- **SOURCE**
— start —
Shawn, yes I agree these must of had a Delta battery tube to power the Silver Rays. I have just never figured out how or where the switch was located. Unless it was on the battery tube?


----------



## Freqman1 (Apr 26, 2021)

10~18kustoms said:


> Shawn, yes I agree these must of had a Delta battery tube to power the Silver Rays. I have just never figured out how or where the switch was located.



On the tube endcap. Photo credit @John V/r Shawn


----------



## fordmike65 (Apr 26, 2021)

Odd that an auxiliary battery tube was not pictured in this ad. Has anyone confirmed that this particular bike only has a 2-cell battery tray? Sure looks like the lights are powered from inside the tank to me. I don't claim to be an expert by any means. Just an observation.


----------



## Robertriley (Apr 26, 2021)

WTF????  Amazing!


----------



## 10~18kustoms (Apr 26, 2021)

fordmike65 said:


> Odd that an auxiliary battery tube was not pictured in this ad. Has anyone confirmed that this particular bike only has a 2-cell battery tray? Sure looks like the lights are powered from inside the tank to me. I don't claim to be an expert by any means. Just an observation.



I agree, that was always puzzling to me too. But, that is just an artists rendition for the ad that probably was published before any of the bikes were ever built or sold. Of the 4 (now) actual Airman Comets I know to exist, all were the Maroon & Black with Stainless fenders. So few were made, and none are know to have even been made in that blue & red with painted fenders color. Not to say they weren't, just none have surfaced yet.


----------



## Superman1984 (Apr 26, 2021)

Wow!!! Now that's 1 of my Holy Grails & did I mention I Love Monarks. Lol. Seriously If somebody buys this Please do a gentle clean & wax on this & give us High Definition outside pics


----------



## Balloonatic (Apr 26, 2021)

Wow. Great that uber rare bikes are still turning up in this day and age. Please update us on what your friend does with it? Whether he sells it, cleans and adds back missing parts, etc. We're all curious, I'm sure, of its fate. 

@Dan Shabel, I'm looking for a rack, if your friend is willing to part with his extra please let me know?


----------



## Kickstand3 (Apr 27, 2021)

mrg said:


> Wow, great find, weird how it ended up with a stamped neck and is that a old ( nice ) repaint? painted horn button and some suspension bolts.



Paint looks original to me 
That goose neck 50s for sure


----------



## Kickstand3 (Apr 27, 2021)

10~18kustoms said:


> Shawn, yes I agree these must of had a Delta battery tube to power the Silver Rays. I have just never figured out how or where the switch was located. Unless it was on the battery tube?


----------



## rollfaster (Apr 27, 2021)

Absolutely rare and amazing machine, unreal!! Stem looks like the only thing that isn’t original.


----------



## Superman1984 (Apr 27, 2021)

rollfaster said:


> Absolutely rare and amazing machine, unreal!! Stem looks like the only thing that isn’t original.
— end —
- **DIRECTIONS**
• a. Answer these questions about the forum thread:
(i) According to Freqman1, where was the switch located?
(ii) How many actual Airman Comets does 10~18kustoms say they know to exist?
(iii) Which part does rollfaster say looks like the only one that isn't original?
• b. Can you write what comes next in the forum thread, starting right after its final line?
The entries have no connection to the forum thread.

(Point annotations for photos)
— start —
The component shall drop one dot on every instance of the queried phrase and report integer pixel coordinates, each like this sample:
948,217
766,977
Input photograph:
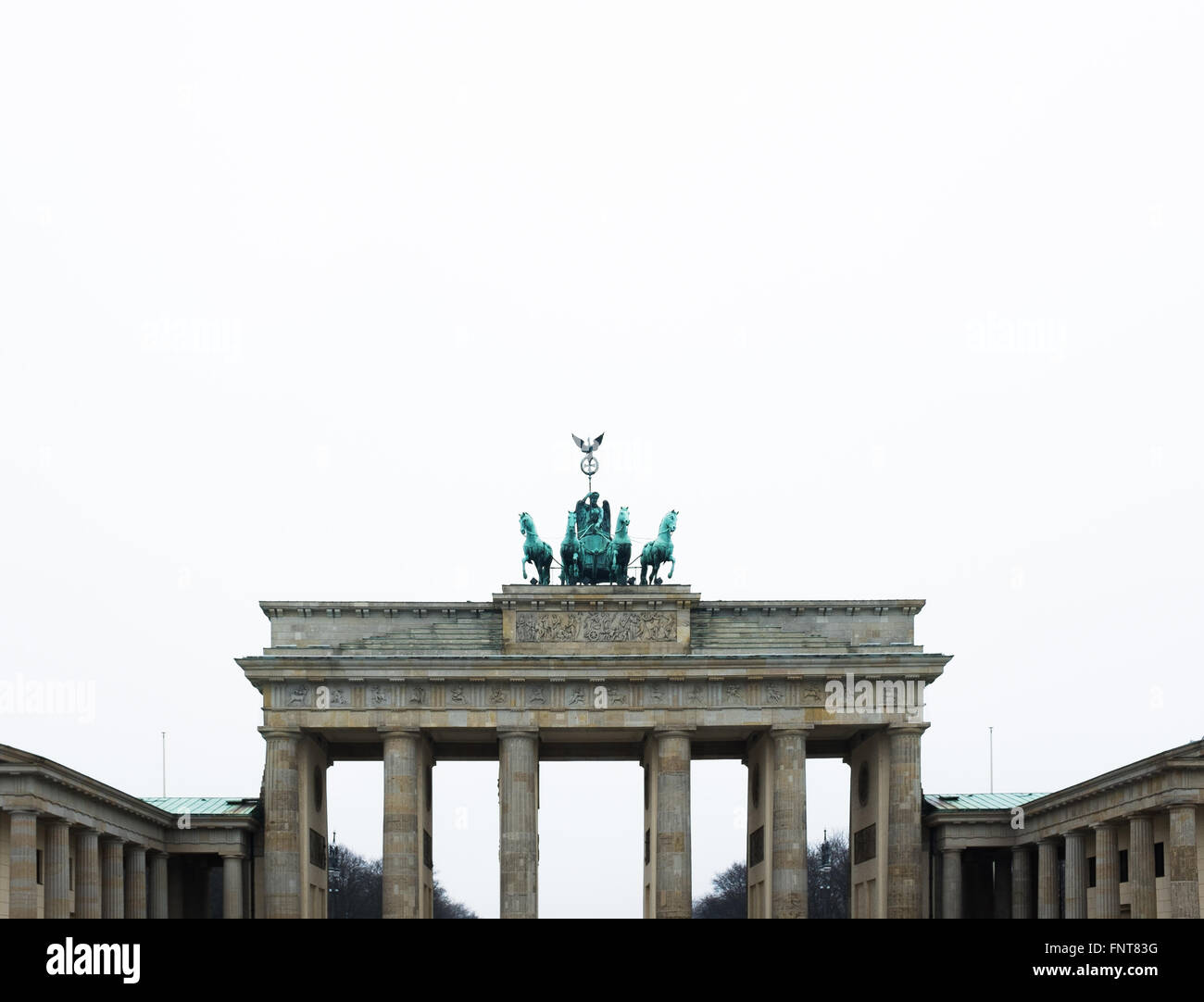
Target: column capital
686,733
918,728
281,733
— end —
- **THE ANSWERS**
• a.
(i) On the tube endcap.
(ii) Four.
(iii) The stem.

• b.
You noticed that too huh. I was admiring everything else but thought it wouldn't be too hard to use a typical Monark style stem.


----------



## oldfart36 (Apr 27, 2021)

Holy Grail is almost an understatement!!!!


----------



## Billythekid (Apr 27, 2021)

Don’t even clean it just leave it untouched


----------



## crazyhawk (Apr 27, 2021)

It looks like it has what I call the "window" effect.  The side of the bike that faced the sun for years is more faded.


----------



## Superman1984 (Apr 27, 2021)

If that hasn't been repainted or touched up I could deal with the faded window effect or the 2 face fade as I call it; put your best side out there. Lol


----------



## Two Wheeler (Apr 27, 2021)

Dan Shabel said:


> A friend of mine recently purchased this very nice Monark Airman that looks to have an unusual rear suspension. The tires hold air and he took it for a ride. I have not been able to find any information for him. Please tell me your observations and share your knowledge.
> Thank you in advance.
> 
> View attachment 1399384
> ...


----------



## fordmike65 (Apr 27, 2021)

Dan Shabel said:


> View attachment 1399835
> 
> View attachment 1399836
> 
> ...


----------



## dave the wave (Apr 27, 2021)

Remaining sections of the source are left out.